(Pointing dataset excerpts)
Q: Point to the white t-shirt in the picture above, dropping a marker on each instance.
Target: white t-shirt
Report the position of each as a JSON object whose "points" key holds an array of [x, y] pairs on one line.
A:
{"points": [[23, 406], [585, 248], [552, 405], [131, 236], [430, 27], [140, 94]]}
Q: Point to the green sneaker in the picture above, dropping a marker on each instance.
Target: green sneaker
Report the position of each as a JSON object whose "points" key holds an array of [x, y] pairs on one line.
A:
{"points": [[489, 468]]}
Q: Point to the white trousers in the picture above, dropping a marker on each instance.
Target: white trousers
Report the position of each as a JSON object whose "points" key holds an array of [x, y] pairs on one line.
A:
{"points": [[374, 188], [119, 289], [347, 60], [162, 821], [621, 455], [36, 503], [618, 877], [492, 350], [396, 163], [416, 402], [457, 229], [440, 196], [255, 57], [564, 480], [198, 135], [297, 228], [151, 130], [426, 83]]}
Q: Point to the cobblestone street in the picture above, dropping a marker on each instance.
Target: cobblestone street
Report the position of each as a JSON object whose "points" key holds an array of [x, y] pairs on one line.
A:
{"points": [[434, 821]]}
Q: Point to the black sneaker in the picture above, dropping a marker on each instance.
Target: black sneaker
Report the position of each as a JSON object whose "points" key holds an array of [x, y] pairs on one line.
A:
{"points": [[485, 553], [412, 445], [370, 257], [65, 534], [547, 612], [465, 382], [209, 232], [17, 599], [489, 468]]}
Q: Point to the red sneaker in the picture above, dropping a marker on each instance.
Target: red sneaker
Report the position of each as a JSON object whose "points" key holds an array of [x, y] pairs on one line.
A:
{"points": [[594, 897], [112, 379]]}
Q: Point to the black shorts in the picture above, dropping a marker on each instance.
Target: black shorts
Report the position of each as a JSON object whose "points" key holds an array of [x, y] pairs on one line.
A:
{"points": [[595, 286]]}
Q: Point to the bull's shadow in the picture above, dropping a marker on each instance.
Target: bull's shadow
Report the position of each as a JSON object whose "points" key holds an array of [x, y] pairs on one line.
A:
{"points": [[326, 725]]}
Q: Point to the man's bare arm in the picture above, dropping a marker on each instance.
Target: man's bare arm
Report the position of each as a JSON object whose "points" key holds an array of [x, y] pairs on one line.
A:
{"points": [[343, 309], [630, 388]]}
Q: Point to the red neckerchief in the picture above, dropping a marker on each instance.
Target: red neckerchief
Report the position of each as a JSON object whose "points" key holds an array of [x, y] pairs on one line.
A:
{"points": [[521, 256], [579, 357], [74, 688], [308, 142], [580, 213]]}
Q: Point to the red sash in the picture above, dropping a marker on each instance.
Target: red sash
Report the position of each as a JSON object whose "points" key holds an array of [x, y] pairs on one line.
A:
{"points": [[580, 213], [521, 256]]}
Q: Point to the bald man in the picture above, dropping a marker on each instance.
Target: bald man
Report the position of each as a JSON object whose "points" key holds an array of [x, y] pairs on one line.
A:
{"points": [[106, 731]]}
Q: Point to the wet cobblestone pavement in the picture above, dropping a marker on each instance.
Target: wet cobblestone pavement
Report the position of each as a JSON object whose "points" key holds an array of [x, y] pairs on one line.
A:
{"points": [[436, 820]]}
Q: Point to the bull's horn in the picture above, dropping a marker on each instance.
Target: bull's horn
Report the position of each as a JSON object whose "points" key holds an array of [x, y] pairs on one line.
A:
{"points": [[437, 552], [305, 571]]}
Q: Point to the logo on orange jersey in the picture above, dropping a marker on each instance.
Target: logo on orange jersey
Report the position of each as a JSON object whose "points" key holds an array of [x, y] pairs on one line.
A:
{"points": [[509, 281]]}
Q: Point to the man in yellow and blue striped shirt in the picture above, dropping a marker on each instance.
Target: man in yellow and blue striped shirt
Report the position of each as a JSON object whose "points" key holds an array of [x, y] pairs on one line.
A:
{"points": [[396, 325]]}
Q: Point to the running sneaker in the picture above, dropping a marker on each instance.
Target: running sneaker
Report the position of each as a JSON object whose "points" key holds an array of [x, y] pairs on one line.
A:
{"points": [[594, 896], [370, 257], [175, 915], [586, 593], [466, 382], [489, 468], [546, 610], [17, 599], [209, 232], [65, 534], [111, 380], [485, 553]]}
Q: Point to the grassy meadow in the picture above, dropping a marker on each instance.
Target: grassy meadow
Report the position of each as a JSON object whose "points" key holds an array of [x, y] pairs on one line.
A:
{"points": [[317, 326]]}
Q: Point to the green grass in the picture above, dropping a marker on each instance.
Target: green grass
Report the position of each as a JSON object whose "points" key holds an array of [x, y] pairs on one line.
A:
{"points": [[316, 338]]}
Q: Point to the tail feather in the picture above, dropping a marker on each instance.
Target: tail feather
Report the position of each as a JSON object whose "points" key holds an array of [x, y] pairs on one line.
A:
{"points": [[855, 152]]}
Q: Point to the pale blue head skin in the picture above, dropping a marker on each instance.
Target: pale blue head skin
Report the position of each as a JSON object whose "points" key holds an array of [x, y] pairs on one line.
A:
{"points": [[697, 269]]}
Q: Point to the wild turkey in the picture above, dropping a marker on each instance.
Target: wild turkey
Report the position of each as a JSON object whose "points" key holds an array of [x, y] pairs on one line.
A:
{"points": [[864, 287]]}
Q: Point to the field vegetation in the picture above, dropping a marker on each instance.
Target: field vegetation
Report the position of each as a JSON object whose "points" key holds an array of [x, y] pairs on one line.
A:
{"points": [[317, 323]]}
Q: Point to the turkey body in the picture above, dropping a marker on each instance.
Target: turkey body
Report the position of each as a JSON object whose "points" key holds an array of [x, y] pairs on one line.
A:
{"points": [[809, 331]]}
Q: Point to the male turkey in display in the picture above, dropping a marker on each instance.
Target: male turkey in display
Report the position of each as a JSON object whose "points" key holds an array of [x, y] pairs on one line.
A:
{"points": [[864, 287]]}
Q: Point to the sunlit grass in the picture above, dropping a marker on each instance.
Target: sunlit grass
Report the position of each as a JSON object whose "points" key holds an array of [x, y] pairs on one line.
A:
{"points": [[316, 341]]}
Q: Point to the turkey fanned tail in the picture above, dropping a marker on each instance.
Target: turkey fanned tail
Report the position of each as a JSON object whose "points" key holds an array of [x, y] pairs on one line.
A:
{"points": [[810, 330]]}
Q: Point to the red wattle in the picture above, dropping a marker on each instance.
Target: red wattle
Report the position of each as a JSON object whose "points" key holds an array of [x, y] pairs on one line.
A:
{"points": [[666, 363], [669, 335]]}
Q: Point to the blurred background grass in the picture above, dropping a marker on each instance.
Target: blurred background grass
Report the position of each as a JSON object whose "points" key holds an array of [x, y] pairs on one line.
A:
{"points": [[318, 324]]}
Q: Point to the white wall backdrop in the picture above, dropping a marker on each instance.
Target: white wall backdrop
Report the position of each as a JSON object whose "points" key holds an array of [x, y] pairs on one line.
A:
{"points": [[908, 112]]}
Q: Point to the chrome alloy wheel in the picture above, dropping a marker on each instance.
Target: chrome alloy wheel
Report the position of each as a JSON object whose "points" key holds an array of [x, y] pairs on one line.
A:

Required work: Faithfully copy every entry, leaving nothing out.

The reply:
Q: Point to the white t-shirt in the picture above, dropping a marker on each instance.
Target: white t-shirt
Report the position of each as a JSON object whose "points" key holds an array of [x, y] pairs on one line.
A:
{"points": [[23, 406], [585, 248], [552, 405], [131, 236], [430, 27], [140, 94]]}
Q: Point to the green sneaker in the picture above, dropping a marker on each instance.
Target: green sneaker
Report the position of each as a JSON object whose "points" key holds an array of [x, y] pairs on one line.
A:
{"points": [[489, 468]]}
Q: Point to the white trousers in the picture above, dropping a marker on each instance.
Target: white trousers
Report the position of each as a JSON object whose "points" key holds an array of [x, y] pairs on one line.
A:
{"points": [[374, 188], [119, 289], [347, 60], [162, 821], [621, 455], [36, 503], [618, 877], [492, 350], [396, 163], [416, 402], [457, 229], [440, 196], [255, 57], [564, 480], [198, 135], [297, 228], [151, 130], [426, 83]]}
Q: Point to the cobblestone street in the picture above, dropping a marker on each instance.
Target: cobblestone street
Report the position of each as a JSON object whose "points" key holds an array of [x, y] pairs on one line.
A:
{"points": [[434, 821]]}
Q: Point to the black sneaker in the picture above, dropping a marker on each instance.
Target: black sneaker
Report the position of each as a JSON object whose "points" key holds an array of [x, y] pairs on one line.
A:
{"points": [[485, 553], [412, 445], [370, 257], [65, 534], [547, 612], [465, 382], [209, 232], [17, 599], [489, 468]]}
Q: Point to the red sneaker in the picture above, dropping a marker on each instance.
Target: red sneaker
Report the position of each as a JSON object whose "points" key holds an array of [x, y] pairs on one line.
A:
{"points": [[594, 897], [112, 379]]}
Q: Point to the black shorts in the picture above, dropping a marker on each instance.
Target: black shorts
Report the position of each as a JSON object whose "points" key holds an array of [x, y] pairs on one line.
A:
{"points": [[595, 286]]}
Q: Point to the bull's shadow in the picture above, dropping a marker on each instance.
Target: bull's shadow
Report the position of each as a JSON object whose "points" key holds an array of [x, y] pairs on one line.
A:
{"points": [[326, 725]]}
Q: Point to the man's bare arm in the picture above, dropping a marker on each instance.
Target: man's bare arm
Report the position of each as a JSON object whose "points" key holds an array of [x, y] pairs on one line.
A:
{"points": [[343, 309], [630, 388]]}
Q: Point to the red neckerchief in the picture above, dropping a marker on each instance.
Target: red neckerchief
Report the position of each as a JSON object whose "points" key holds an array of [x, y] pairs on one line.
A:
{"points": [[521, 256], [579, 357], [74, 688], [308, 142], [580, 213]]}
Q: Point to the red sash in the picture above, dropping a marker on each instance.
Target: red sash
Report the position of each as a JSON object whose "points" key holds an array of [x, y] pairs on one line.
A:
{"points": [[580, 213], [521, 256]]}
Q: Point to the bald man in the picture above, dropping a marker on each instance.
Target: bald man
Report the position of each as a JSON object whose "points" key holds an array of [x, y] pairs on one line.
A:
{"points": [[106, 731]]}
Q: Point to the wet cobblestone pavement in the picture above, dropping a marker on each instance.
Target: wet cobblestone pavement
Report the position of each as a JSON object whose "points" key holds an array of [x, y] pairs on one line.
A:
{"points": [[436, 820]]}
Q: Point to the bull's horn in the picture above, dropping a marker on each instance.
Target: bull's horn
Report the position of each as a JSON object whose "points" key holds an array of [x, y] pairs on one line.
A:
{"points": [[437, 552], [305, 571]]}
Q: Point to the logo on orange jersey in the picture above, dropping a marker on each instance.
Target: logo on orange jersey
Report the position of each as a JSON object whose "points" key holds an array of [x, y] pairs on one line.
A:
{"points": [[509, 281]]}
Q: Point to the man in yellow and blue striped shirt in the picture above, dropping a marker on each instance.
Target: man in yellow and blue striped shirt
Report the position of each as a JSON object whose "points" key holds an array of [x, y] pairs on one line.
A:
{"points": [[396, 325]]}
Q: Point to the running sneaker in the picture above, dropping a marker on each instance.
Target: running sneaker
Report the position of each as a JSON object whose "points" key holds an array of [x, y] pairs on one line.
A:
{"points": [[594, 896], [370, 257], [175, 915], [586, 593], [466, 382], [489, 468], [546, 610], [17, 599], [209, 232], [65, 534], [111, 380], [485, 553]]}
Q: Point to the grassy meadow in the picture above, dropping a marker on each instance.
Target: grassy meadow
Report the position of each as a JSON object whose "points" key holds an array of [x, y] pairs on one line.
A:
{"points": [[317, 326]]}
Q: Point to the green grass in the picture above, dropping a marker on each instance.
Target: green grass
Report the position of each as a JSON object whose "points" key holds an array of [x, y] pairs on one line.
A:
{"points": [[316, 338]]}
Q: Point to the tail feather in the picture above, dropping a marker on each instance.
Target: tail feather
Report the position of each as a JSON object whose "points" key holds an array of [x, y] pairs on one line.
A:
{"points": [[855, 152]]}
Q: Point to the pale blue head skin in the picture above, dropping a marker on each instance.
Target: pale blue head skin
Report the position of each as a JSON object whose "points" key holds an array of [x, y] pairs on one line.
A:
{"points": [[697, 269]]}
Q: Point to the wild turkey in the picture above, dropping a marker on each instance.
Target: wild turkey
Report the position of each as a JSON object whose "points" key holds an array of [x, y] pairs on one line.
A:
{"points": [[864, 287]]}
Q: Point to the field vegetation in the picture above, dropping a marker on each instance.
Target: field vegetation
Report the position of each as a JSON object whose "points" key holds an array of [x, y] pairs on one line.
A:
{"points": [[317, 323]]}
Q: Point to the turkey body in the picture above, dropping a marker on each instance.
Target: turkey body
Report the position of each as a JSON object whose "points" key holds an array of [x, y] pairs on one line.
A:
{"points": [[809, 331]]}
Q: Point to the male turkey in display in the picture above, dropping a marker on each instance.
Target: male turkey in display
Report the position of each as a JSON object whose "points" key holds an array of [x, y] pairs on one line.
A:
{"points": [[864, 287]]}
Q: Point to the sunlit grass in the picture above, dropping a marker on each instance.
Target: sunlit grass
Report the position of each as a JSON object whose "points" key holds an array of [x, y] pairs on one line.
A:
{"points": [[316, 341]]}
Q: Point to the turkey fanned tail in the picture above, dropping a marker on each instance.
Target: turkey fanned tail
Report the position of each as a JSON object whose "points" key holds an array of [x, y] pairs on one line.
A:
{"points": [[810, 330]]}
Q: Point to the red wattle in the picture above, dropping a marker on each instance.
Target: red wattle
Report the position of each as a JSON object whose "points" key holds an array of [x, y] pairs on one line.
A:
{"points": [[666, 363], [669, 335]]}
Q: Point to the blurred background grass in the picture above, dropping a marker on each instance.
Target: blurred background grass
Report the position of each as a JSON object whose "points" key holds an array of [x, y] pairs on one line.
A:
{"points": [[318, 324]]}
Q: Point to the white wall backdrop in the picture above, dropping a marker on each instance.
Target: white wall backdrop
Report the position of each as a JSON object whose "points" key holds an array of [x, y] pairs on one line.
A:
{"points": [[908, 112]]}
Q: Point to the chrome alloy wheel in the picture above, dropping a marker on each instance.
Target: chrome alloy wheel
Report the position of each as a JSON object whose "points" key holds an array of [x, y] pairs on one line.
A:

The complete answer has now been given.